(Coordinate annotation entries)
==============================

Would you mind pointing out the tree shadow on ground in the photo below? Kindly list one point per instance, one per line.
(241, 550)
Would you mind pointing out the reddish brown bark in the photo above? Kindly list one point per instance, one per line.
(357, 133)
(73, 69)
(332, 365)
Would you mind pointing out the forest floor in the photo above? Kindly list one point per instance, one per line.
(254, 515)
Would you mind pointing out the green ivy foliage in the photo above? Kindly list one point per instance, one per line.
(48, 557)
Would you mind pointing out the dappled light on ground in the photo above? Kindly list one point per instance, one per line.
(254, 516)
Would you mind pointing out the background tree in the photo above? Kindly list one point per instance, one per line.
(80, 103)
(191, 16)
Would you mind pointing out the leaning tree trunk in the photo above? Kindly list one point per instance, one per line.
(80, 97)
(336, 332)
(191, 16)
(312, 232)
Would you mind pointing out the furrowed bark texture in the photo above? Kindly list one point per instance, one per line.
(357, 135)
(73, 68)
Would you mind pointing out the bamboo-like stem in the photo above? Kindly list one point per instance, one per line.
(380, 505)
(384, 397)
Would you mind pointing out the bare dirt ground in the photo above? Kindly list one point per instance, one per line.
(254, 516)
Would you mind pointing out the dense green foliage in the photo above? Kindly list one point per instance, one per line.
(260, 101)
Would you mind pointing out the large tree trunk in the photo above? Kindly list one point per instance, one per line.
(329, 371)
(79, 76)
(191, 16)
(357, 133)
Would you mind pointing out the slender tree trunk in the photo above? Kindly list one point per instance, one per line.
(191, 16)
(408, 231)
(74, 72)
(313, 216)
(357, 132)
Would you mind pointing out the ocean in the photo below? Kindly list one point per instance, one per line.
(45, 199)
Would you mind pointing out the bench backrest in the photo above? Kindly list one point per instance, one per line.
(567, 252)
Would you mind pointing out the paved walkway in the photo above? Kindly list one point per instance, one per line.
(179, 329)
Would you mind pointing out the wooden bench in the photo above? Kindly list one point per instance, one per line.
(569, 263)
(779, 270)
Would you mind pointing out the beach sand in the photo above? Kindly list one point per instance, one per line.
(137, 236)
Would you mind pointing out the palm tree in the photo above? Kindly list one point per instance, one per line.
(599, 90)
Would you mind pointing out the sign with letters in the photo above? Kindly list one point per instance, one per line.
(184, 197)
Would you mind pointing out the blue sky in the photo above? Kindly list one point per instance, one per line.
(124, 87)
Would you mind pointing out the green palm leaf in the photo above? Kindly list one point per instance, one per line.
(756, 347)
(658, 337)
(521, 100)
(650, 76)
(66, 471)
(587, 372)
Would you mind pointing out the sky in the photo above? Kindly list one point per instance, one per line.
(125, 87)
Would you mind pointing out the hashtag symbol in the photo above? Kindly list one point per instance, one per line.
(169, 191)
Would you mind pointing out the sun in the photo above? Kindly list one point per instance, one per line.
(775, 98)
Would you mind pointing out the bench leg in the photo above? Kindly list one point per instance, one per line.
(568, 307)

==============================

## Exercise task
All the entries above need to be reproduced exactly.

## Result of the task
Would you mind pointing out the tree shadow on ground in the photo below? Kindly list one point per instance, one per line.
(241, 550)
Would you mind pointing out the reddish brown bark in the photo above? Kindly list one point per instance, one per line.
(357, 133)
(73, 69)
(332, 365)
Would you mind pointing out the forest floor in the photo above? Kindly list one point per instance, one per line.
(254, 515)
Would you mind pointing out the green ivy foliage in the photo above? Kindly list one point per instance, one per line.
(48, 557)
Would you mind pointing out the dappled light on ground in the photo above? Kindly list one point per instance, one per line.
(254, 516)
Would you mind pointing out the background tree in the photo above? Kindly list one point per instance, one per line.
(80, 103)
(191, 16)
Would you mind pointing out the leaning tree trunk in the photo above? Kindly list one point per instance, one per line.
(80, 97)
(336, 332)
(191, 16)
(312, 232)
Would you mind pointing out the furrowed bark texture in the photo above? Kindly list one point per instance, one per line.
(357, 135)
(73, 68)
Would you mind pointing out the bamboo-like stem in the photo above? Kindly list one point per instance, one per line.
(380, 505)
(384, 397)
Would you mind pointing out the bare dirt ground in the photo above? Kindly list one point per instance, one per line.
(254, 516)
Would you mind pointing out the dense green foliage in the photo above? Kindly list one point per instance, one per line.
(260, 101)
Would you mind pointing out the large tree trunk in the photo above? Kindly list one point per instance, one per line.
(329, 371)
(79, 76)
(191, 16)
(357, 133)
Would you mind pointing out the slender tree trunk in the photo above? Kindly list one point per instance, one per line.
(191, 16)
(408, 231)
(74, 72)
(313, 216)
(357, 132)
Would you mind pointing out the ocean in the photo below? Kindly list one point per instance, one per line.
(45, 199)
Would you mind pointing out the bench backrest in the photo above? Kindly list one point per instance, one per line.
(567, 252)
Would you mind pointing out the paved walkway in the photo above? Kindly list one point per instance, one per line.
(179, 329)
Would you mind pointing out the wooden bench in the photo above? Kindly list one point per instance, one per line.
(569, 263)
(779, 270)
Would you mind pointing out the beach sand in the photo above? Kindly list one point per instance, one per line.
(137, 236)
Would you mind pointing out the palm tree in the photo above? Kindly list one point per instance, one per line.
(599, 90)
Would you mind pointing out the sign with letters in the photo above? Kindly list one point per instance, one per line.
(184, 197)
Would you mind pointing out the blue sky in the photo above? Kindly list one point per instance, one per line.
(124, 87)
Would you mind pointing out the green palm leaf in the photo above? Kindly list one point per instance, one per line.
(756, 347)
(658, 337)
(521, 100)
(650, 76)
(66, 471)
(587, 372)
Would you mind pointing out the sky in the photo above? Kindly list one point per instance, one per line.
(125, 87)
Would you mind pointing out the hashtag symbol in the photo above? Kindly list one point per instance, one per line.
(169, 191)
Would you mind pointing out the sun in the photo above? Kindly list one point per instance, one per line.
(775, 98)
Would you mind pointing out the bench leg in the photo above? Kindly list one point per instance, one per line.
(568, 307)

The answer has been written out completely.